-- start --
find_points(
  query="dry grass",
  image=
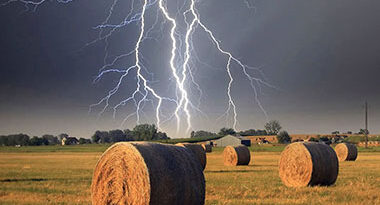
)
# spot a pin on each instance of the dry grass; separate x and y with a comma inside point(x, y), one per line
point(65, 178)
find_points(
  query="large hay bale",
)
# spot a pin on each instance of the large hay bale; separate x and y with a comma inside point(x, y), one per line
-- end --
→ Given request: Pull every line of the listing above out word for word, leaving the pictures out.

→ Written response:
find_points(
  query="dry grass",
  image=
)
# spot a pin on each instance of the dry grass; separate x and y with a comma inside point(x, y), one per line
point(65, 178)
find_points(
  query="large hay bale",
)
# spot a pin on each instance of the large hay bale; separate x and y with a comma inside point(x, y), one per line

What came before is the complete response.